Prompt: Copy every line that contains the string "hillside" from the entries below.

Extracted information:
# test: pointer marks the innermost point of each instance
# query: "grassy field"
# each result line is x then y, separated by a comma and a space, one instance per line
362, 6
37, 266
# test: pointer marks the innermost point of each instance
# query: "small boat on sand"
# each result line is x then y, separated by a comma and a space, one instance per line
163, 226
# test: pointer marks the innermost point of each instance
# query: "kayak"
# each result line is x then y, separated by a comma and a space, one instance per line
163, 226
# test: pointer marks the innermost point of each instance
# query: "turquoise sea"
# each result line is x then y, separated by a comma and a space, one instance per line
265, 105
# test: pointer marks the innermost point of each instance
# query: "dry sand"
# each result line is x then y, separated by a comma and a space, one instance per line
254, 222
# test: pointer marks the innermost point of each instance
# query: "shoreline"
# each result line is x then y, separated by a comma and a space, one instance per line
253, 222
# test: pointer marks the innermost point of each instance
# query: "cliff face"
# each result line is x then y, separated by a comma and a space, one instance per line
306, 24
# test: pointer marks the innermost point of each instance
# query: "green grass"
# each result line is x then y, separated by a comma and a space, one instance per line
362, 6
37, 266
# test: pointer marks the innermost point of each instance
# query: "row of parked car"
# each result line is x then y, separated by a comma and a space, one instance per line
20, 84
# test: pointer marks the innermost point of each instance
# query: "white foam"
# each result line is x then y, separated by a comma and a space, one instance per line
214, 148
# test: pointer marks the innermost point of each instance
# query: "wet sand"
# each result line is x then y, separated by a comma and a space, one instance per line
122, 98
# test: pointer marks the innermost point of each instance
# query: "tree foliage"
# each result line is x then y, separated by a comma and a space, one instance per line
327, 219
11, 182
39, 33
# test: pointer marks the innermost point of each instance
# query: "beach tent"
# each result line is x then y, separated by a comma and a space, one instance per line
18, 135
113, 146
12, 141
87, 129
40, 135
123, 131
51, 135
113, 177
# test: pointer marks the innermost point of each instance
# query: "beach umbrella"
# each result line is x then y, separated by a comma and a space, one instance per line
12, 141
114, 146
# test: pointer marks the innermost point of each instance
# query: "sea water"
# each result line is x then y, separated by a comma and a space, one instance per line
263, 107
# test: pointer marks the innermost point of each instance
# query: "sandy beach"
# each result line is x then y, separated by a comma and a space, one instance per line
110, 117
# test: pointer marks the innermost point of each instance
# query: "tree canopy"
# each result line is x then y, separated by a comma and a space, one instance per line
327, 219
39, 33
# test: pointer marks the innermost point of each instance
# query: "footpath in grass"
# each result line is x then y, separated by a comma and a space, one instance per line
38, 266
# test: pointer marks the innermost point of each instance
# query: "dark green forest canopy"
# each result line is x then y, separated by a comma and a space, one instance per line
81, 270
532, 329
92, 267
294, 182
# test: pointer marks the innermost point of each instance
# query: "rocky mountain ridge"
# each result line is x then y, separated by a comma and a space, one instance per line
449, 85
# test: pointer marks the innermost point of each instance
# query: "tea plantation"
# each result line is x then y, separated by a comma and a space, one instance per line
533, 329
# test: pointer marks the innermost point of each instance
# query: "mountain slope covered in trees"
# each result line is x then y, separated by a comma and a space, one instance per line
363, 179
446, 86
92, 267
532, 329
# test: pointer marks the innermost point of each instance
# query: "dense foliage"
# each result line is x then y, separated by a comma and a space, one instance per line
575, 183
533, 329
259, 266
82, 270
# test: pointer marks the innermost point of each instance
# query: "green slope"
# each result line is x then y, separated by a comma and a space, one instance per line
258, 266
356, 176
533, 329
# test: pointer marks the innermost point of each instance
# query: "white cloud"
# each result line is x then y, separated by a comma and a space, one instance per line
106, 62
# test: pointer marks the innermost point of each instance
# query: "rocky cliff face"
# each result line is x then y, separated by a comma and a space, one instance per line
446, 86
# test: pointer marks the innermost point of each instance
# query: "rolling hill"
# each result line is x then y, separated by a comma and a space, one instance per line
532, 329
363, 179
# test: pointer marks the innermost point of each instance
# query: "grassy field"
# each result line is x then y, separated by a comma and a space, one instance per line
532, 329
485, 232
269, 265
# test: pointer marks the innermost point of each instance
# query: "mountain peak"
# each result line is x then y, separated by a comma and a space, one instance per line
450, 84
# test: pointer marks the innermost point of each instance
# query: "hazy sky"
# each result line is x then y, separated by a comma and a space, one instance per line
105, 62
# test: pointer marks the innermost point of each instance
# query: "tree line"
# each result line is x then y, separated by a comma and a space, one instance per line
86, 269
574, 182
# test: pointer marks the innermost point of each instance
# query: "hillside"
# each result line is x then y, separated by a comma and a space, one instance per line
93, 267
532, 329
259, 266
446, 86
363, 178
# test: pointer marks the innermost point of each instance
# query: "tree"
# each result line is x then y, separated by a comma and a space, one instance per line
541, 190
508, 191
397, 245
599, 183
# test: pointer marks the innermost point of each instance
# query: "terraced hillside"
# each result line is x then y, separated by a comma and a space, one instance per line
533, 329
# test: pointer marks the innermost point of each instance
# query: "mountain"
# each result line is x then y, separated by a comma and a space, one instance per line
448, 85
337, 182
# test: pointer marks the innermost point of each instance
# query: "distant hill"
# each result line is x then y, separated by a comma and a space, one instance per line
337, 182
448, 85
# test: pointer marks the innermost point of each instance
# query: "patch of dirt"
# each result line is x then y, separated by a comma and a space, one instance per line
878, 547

Solution to this problem:
# query: "hillside"
# query: "terraced hillside"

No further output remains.